_Work instructions:_
Your task is to output all the records below, word for word.

[[ Records open ]]

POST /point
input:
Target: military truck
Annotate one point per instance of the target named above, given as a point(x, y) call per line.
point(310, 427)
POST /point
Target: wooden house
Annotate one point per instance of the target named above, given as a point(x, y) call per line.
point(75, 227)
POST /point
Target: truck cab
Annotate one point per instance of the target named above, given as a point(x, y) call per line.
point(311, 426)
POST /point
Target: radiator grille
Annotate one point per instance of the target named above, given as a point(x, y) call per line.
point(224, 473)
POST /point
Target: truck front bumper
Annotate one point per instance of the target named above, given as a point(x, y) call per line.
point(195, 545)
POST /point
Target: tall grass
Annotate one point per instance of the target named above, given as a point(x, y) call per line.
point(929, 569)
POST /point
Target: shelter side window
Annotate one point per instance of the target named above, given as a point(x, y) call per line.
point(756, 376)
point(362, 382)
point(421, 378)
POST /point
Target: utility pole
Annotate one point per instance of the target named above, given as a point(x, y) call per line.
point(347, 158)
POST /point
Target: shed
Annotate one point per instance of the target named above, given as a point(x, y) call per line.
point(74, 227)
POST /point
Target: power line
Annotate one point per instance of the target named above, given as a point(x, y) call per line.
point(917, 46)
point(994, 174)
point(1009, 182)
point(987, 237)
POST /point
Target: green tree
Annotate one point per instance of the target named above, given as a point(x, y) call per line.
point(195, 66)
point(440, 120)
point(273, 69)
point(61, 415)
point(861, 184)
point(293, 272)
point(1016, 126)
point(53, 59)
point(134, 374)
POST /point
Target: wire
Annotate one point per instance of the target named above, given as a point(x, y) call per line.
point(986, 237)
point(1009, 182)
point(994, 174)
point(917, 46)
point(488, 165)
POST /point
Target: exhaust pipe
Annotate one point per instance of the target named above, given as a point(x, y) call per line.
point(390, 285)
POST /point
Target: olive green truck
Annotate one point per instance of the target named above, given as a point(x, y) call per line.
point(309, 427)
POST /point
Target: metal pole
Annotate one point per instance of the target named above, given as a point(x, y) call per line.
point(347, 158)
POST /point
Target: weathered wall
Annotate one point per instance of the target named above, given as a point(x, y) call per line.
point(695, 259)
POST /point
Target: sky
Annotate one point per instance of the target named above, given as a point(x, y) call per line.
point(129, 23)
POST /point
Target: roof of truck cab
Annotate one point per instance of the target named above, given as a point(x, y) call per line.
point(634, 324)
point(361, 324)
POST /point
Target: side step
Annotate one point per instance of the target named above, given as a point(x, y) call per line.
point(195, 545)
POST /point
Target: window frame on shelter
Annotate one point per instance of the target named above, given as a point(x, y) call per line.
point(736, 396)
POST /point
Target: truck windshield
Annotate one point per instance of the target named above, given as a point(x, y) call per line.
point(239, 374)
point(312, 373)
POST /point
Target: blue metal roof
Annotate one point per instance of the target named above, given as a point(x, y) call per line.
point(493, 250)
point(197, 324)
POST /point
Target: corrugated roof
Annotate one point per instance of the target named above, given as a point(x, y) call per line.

[[ Records closed ]]

_Result of the task:_
POST /point
input:
Target: military truck
Annotate one point per instance of the target named above, given as a point(x, y) call per line.
point(310, 427)
POST /point
Target: wooden house
Annotate one point per instance of the target named above, given as a point(x, y) call per line.
point(75, 227)
POST /point
Target: truck cab
Annotate one point per instance of the target named above, given as a point(x, y) call per line.
point(311, 426)
POST /point
Target: radiator grille
Annotate one point per instance of the target named above, given as a point(x, y) call per line.
point(224, 473)
POST /point
Target: truck front bumper
Annotate one point per instance of the target named above, given as a point(x, y) call per line.
point(195, 545)
POST /point
Target: tall grass
Annotate one point per instance of the target named above, given as a point(x, y) call per line.
point(929, 569)
POST /point
Target: shelter side window
Annotate one point per instance of the target named above, given as a point(x, y) call per line.
point(756, 376)
point(362, 382)
point(421, 378)
POST /point
Target: utility pole
Annotate one point per instance of the target named above, given as a point(x, y) call per line.
point(347, 158)
POST /point
Target: shed
Annotate one point per instance of the target named above, given as a point(x, y) call per line.
point(74, 227)
POST /point
Target: power line
Annotate one point per instance of the target named above, given as a point(x, y) call per line.
point(917, 46)
point(994, 174)
point(1009, 182)
point(987, 237)
POST /point
Target: green tree
Annotate one point per instance of the target named above, given as a point(x, y) call per line.
point(195, 66)
point(440, 120)
point(273, 69)
point(61, 415)
point(861, 184)
point(293, 272)
point(1016, 126)
point(53, 59)
point(134, 374)
POST /point
Target: wire
Annotate one point per instance of the target named above, given as a point(x, y) call per line.
point(986, 237)
point(1009, 182)
point(994, 174)
point(917, 46)
point(488, 165)
POST /point
Target: exhaust pipe
Annotate one point per instance of the target named above, given as a point(x, y) call per line.
point(390, 285)
POST /point
Target: olive green truck
Annotate one point per instance of the target named above, given as a point(x, y) call per line.
point(309, 427)
POST /point
Target: metal pole
Annotate one point per instance of the target named above, given as a point(x, y) call per line.
point(347, 158)
POST /point
Target: weathered wall
Annotate one point per instance of the target named above, given as a point(x, y) call per line.
point(695, 259)
POST /point
Target: sky
Annotate one point per instance of the target named above, given as a point(x, y) call per line.
point(129, 23)
POST /point
Target: roof of truck cab
Annotate one point per instance of the target named above, given as a point(x, y) call per line.
point(634, 324)
point(361, 324)
POST /point
Target: side step
Annotate one point per instance of the target named above, given as a point(x, y) call per line.
point(195, 545)
POST /point
Target: window frame on shelter
Annotate one point per instance of the target named above, given as a point(x, y) call per line.
point(736, 396)
POST /point
Target: truck windshield
Annotate one point per instance of the target named above, given as a point(x, y) call per line.
point(239, 374)
point(312, 373)
POST /point
Target: blue metal roof
Annotate one point per instance of the target named above, given as a point(x, y) call per line.
point(493, 250)
point(197, 324)
POST /point
Target: corrugated roof
Annotate one point per instance of the target named above, given as a point(x, y) call per line.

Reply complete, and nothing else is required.